» **Your assignment**: In the entries below, find the line with "Target: girl's forehead" and the line with "of the round". Reproduce those two lines and every line between them exactly, and nothing more.
Available data Block Start
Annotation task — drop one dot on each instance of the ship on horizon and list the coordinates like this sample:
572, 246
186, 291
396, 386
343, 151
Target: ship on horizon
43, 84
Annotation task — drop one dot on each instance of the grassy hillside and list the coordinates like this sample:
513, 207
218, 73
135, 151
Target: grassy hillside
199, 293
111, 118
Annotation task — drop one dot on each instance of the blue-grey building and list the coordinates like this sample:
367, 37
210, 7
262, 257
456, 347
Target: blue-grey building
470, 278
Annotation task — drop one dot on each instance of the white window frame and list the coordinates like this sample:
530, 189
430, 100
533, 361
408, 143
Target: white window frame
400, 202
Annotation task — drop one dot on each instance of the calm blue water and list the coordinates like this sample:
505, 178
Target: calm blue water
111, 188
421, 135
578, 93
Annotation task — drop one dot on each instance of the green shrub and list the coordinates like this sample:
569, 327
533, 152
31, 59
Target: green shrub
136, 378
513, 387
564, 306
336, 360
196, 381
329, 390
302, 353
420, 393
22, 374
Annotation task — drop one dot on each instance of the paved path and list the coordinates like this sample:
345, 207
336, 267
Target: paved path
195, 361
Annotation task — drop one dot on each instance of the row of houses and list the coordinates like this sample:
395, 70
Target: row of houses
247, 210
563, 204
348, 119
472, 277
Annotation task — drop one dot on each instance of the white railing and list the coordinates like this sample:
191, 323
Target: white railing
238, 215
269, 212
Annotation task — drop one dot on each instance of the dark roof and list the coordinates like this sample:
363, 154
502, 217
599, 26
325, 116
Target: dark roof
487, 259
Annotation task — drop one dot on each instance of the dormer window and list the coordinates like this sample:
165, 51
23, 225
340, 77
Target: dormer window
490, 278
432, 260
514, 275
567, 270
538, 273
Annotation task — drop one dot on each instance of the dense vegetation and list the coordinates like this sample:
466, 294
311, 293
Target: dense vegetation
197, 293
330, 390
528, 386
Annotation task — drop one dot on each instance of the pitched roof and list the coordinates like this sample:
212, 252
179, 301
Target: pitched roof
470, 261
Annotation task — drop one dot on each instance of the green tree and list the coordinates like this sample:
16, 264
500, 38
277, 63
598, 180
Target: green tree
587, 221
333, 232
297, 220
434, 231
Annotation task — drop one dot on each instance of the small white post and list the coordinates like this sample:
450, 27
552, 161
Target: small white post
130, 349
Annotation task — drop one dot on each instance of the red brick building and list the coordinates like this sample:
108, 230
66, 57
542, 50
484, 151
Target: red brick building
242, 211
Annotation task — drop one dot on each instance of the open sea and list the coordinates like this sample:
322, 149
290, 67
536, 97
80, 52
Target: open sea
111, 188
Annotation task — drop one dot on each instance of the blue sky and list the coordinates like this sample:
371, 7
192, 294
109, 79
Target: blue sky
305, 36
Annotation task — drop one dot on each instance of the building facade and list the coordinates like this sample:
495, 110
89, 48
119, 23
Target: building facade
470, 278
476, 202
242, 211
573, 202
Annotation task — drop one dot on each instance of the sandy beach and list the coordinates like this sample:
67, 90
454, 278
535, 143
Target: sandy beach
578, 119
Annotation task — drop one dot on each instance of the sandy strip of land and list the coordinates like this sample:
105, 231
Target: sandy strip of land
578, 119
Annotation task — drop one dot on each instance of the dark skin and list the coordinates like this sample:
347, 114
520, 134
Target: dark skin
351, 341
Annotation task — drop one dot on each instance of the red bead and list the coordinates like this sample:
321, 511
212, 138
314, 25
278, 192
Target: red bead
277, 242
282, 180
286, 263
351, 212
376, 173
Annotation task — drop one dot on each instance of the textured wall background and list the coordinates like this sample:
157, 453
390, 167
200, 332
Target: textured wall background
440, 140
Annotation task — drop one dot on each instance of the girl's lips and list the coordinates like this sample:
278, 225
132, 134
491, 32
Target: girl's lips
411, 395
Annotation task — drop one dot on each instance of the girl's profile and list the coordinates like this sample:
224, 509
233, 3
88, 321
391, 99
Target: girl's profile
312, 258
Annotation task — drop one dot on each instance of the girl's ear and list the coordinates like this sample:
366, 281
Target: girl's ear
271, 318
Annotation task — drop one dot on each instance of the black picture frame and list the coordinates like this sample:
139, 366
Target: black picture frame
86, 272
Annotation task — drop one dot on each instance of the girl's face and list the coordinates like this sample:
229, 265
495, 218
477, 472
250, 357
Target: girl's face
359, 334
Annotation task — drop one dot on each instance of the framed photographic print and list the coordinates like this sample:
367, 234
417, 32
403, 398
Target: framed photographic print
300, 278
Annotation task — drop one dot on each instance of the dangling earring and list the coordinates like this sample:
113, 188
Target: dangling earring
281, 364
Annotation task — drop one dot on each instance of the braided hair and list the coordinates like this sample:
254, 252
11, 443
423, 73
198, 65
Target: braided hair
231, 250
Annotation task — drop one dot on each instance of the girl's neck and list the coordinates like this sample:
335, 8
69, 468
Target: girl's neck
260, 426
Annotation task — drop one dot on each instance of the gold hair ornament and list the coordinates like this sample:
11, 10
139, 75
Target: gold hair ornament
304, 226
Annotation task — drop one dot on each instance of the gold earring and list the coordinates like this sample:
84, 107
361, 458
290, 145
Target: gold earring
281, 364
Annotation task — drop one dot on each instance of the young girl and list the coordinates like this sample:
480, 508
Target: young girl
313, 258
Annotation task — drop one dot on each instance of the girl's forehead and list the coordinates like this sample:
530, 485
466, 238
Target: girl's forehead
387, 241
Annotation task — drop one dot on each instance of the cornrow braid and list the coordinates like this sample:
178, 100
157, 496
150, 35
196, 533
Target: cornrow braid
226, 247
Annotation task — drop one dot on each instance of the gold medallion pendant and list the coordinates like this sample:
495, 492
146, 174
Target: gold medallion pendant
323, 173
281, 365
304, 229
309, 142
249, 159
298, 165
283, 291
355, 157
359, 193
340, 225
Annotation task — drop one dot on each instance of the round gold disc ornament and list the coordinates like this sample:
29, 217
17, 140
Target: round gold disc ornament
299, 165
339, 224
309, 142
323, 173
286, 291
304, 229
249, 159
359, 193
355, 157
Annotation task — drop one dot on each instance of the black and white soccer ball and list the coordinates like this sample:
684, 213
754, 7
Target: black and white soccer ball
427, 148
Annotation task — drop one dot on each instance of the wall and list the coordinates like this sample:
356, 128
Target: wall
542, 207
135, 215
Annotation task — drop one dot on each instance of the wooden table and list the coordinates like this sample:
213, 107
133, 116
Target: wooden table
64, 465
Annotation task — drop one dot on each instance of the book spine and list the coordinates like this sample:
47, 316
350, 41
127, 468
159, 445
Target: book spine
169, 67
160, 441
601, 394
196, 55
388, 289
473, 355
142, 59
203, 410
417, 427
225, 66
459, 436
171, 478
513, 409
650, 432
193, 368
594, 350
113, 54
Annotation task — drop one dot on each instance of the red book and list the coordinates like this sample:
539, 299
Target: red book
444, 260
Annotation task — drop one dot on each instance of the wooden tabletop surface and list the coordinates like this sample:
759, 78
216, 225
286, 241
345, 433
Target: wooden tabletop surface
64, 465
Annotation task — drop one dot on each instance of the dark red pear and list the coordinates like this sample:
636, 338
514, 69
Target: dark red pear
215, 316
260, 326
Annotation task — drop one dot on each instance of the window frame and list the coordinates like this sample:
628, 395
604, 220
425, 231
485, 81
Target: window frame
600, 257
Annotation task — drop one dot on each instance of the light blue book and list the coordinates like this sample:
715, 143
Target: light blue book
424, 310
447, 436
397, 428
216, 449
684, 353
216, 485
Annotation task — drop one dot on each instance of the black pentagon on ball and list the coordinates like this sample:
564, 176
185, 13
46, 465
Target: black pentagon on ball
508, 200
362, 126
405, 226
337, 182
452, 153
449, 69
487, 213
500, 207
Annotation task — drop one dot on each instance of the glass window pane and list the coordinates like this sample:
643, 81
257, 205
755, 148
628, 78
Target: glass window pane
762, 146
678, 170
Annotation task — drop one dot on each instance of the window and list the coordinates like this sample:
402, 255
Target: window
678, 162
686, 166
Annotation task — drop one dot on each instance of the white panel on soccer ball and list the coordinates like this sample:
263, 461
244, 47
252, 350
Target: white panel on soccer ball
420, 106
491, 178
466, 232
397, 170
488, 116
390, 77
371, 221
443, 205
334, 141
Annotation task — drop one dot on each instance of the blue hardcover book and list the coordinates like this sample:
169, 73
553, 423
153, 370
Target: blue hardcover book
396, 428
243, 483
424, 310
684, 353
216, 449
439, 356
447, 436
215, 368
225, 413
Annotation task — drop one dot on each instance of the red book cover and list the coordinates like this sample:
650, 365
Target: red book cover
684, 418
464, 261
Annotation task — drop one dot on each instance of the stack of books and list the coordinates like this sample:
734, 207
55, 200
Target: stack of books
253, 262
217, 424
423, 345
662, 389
Available data Block End
» **Result below**:
Target: girl's forehead
387, 241
Annotation task — drop one dot on each instance of the cornrow braid and list the coordinates like this sample:
178, 100
157, 496
150, 35
196, 533
Target: cornrow braid
226, 247
Annotation task — drop one dot on each instance of the gold medallion pendant and list the coordinates like this sample:
495, 492
146, 174
Target: gold medallion pendant
323, 173
281, 365
304, 229
309, 142
249, 159
298, 165
283, 291
355, 157
359, 193
340, 225
Annotation task — drop one dot on each instance of the round gold disc ornament and list the coordinates like this sample:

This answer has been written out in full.